> [EXCERPTED PASSAGE]:
*** Block opens ***
He is succeeded by Jon Whitaker, a long-standing magistrate, senior St John Ambulance volunteer, COVID-19 NHS responder and a volunteer with ex-services charities.
An HR consultant from Hamble near Southampton, Jon Whitaker has pledged to build on the legacy of his predecessor.
The province, which includes Bournemouth and Christchurch, became one of the most forward thinking in the country under Mike Wilks’ tenure.
During one special fundraising effort in his time as Provincial Grand Master, he led his members in raising nearly £8m for a children’s charity.
This was on top of the existing charitable commitments by members and lodges.
Another legacy is the number of special interest lodges that have been formed around the province in the last 10 years. These include football, rugby, sailing, aviation and motorsport lodges.
“It has been an enormous privilege to serve as Provincial Grand Master and I’ve had wonderful support,” said Mike. “We have seen our membership develop and have many younger new members.
“In handing over to Jon I know what great hands the province is in and I hope it’s not too long before our lodges are able to start meeting again following the coronavirus crisis.”
*** Block closes ***
(Records from a data source)
*** Block opens ***
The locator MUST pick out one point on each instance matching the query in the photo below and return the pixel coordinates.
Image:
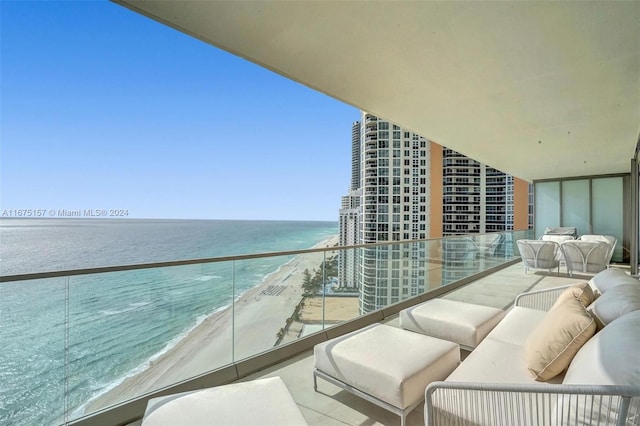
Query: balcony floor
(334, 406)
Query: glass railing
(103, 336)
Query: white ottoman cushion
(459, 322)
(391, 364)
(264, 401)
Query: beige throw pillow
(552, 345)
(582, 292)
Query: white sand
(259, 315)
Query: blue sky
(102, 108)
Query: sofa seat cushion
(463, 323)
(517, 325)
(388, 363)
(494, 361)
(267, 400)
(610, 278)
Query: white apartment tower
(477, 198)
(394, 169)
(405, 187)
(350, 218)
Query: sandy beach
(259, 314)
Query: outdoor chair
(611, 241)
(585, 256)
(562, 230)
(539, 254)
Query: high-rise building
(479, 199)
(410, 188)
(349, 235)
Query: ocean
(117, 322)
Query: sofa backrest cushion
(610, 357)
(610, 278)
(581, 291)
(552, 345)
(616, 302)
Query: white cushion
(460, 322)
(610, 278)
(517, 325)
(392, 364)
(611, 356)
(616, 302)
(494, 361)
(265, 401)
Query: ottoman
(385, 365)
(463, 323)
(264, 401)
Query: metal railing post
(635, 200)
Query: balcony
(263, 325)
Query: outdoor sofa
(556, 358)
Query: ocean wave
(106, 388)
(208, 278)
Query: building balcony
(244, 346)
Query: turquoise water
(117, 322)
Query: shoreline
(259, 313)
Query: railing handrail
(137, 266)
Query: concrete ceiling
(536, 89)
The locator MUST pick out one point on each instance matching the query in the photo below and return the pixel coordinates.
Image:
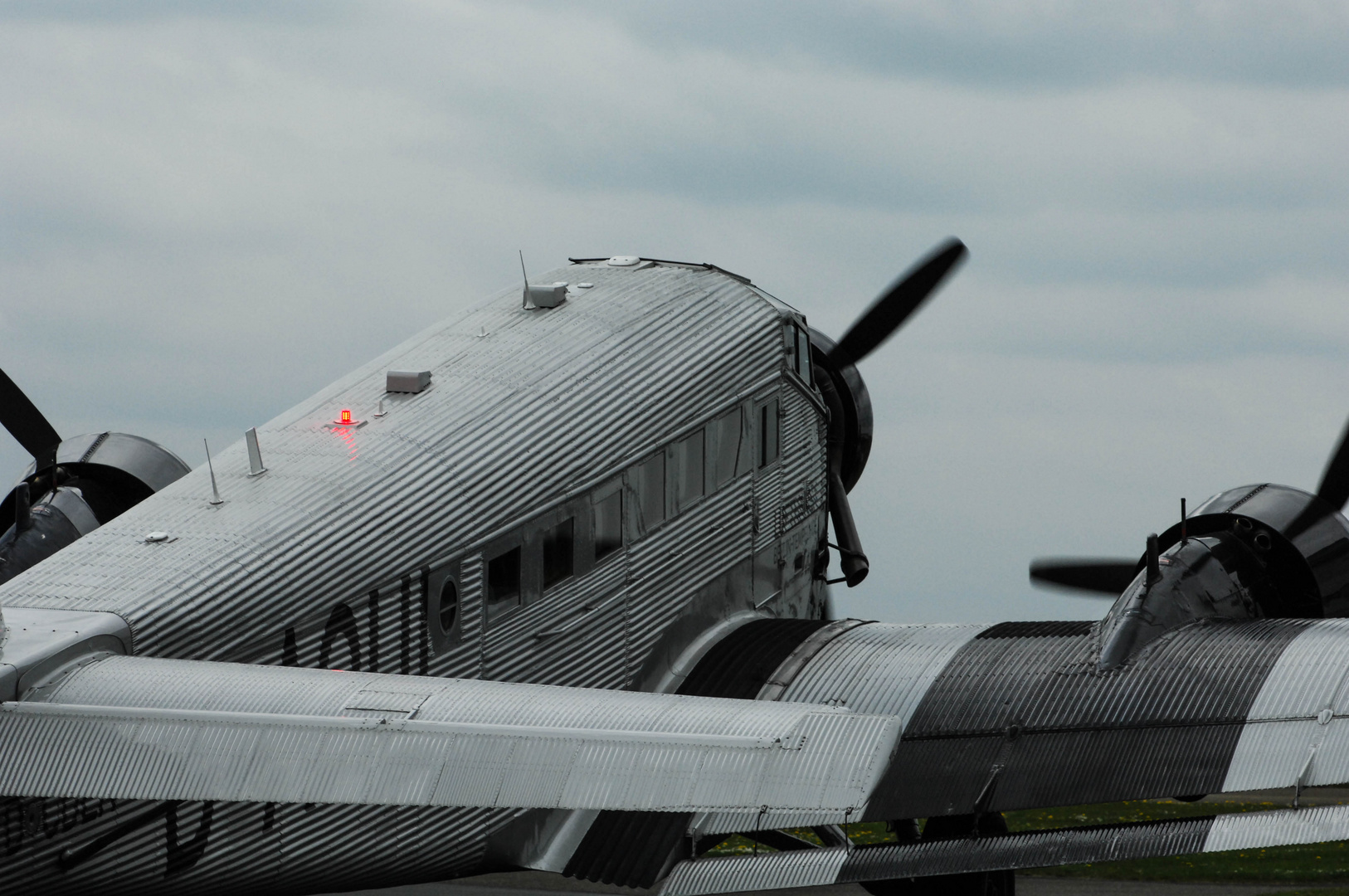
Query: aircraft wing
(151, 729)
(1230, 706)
*** Block closes ***
*** Block opens ***
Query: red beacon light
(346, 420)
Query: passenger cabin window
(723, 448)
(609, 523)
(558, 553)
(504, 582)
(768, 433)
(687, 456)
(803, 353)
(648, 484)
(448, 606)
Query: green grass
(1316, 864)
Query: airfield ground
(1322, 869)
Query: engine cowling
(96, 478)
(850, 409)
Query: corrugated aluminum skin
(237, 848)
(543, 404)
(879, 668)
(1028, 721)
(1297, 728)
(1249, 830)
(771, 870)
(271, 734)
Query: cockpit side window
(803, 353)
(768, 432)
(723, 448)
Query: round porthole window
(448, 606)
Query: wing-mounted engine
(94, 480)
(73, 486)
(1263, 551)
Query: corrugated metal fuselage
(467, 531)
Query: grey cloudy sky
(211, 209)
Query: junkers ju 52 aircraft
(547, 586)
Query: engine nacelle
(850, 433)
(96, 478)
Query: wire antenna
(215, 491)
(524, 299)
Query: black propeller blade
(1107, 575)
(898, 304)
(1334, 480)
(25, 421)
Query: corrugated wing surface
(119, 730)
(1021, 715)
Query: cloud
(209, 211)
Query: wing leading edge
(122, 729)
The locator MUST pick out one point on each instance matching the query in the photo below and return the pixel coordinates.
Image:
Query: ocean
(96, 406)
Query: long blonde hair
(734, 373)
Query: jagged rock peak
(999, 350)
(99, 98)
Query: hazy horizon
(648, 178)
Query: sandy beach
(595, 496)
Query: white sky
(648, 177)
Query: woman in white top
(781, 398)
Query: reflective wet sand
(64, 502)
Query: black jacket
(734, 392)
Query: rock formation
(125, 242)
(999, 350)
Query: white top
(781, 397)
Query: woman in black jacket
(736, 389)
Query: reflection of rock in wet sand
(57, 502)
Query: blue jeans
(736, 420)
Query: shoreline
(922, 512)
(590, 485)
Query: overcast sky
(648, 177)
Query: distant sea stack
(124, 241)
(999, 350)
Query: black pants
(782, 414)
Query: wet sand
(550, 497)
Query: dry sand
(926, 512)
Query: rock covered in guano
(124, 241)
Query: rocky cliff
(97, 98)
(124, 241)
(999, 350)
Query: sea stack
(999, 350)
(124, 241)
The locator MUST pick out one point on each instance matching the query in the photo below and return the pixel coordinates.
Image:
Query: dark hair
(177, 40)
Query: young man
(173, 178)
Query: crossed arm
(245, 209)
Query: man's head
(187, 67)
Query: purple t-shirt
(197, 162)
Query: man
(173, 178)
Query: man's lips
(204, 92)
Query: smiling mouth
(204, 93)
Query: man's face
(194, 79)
*** Block closes ***
> [TASK INSTRUCTIONS]:
[1] In the article on the province's leadership handover, how much did members raise for a children's charity during one special fundraising effort?
[2] Set down the passage of the article on the province's leadership handover between "The province, which" and "members and lodges.", inclusive.
[3] Carry the article on the province's leadership handover forward from where it stops.

> [LIST OF ANSWERS]:
[1] Nearly £8m.

[2]
The province, which includes Bournemouth and Christchurch, became one of the most forward thinking in the country under Mike Wilks’ tenure.
During one special fundraising effort in his time as Provincial Grand Master, he led his members in raising nearly £8m for a children’s charity.
This was on top of the existing charitable commitments by members and lodges.

[3]
Jon said, “Having been Mike’s deputy and working closely with him I know how he has transformed the province so it is now the largest in the country.
“I want to build on his legacy and continue to see Freemasonry flourish, especially across Hampshire and the Isle of Wight.
“But first I’ll be encouraging our members to continue do all they can in responding to the coronavirus crisis.”
The Province of Hampshire came into being in 1767 when Thomas Dunckerley – the reputed natural son of George II – was appointed Provincial Grand Master.
He was followed by Lord Charles Montagu and other notable occupants of the office include Sir William Champion de Crespigny Bt, MP, The Earl of Yarborough and Edward Harris, The Rt Hon The 5th Earl Malmesbury.
The Isle of Wight became part of the province in 1869.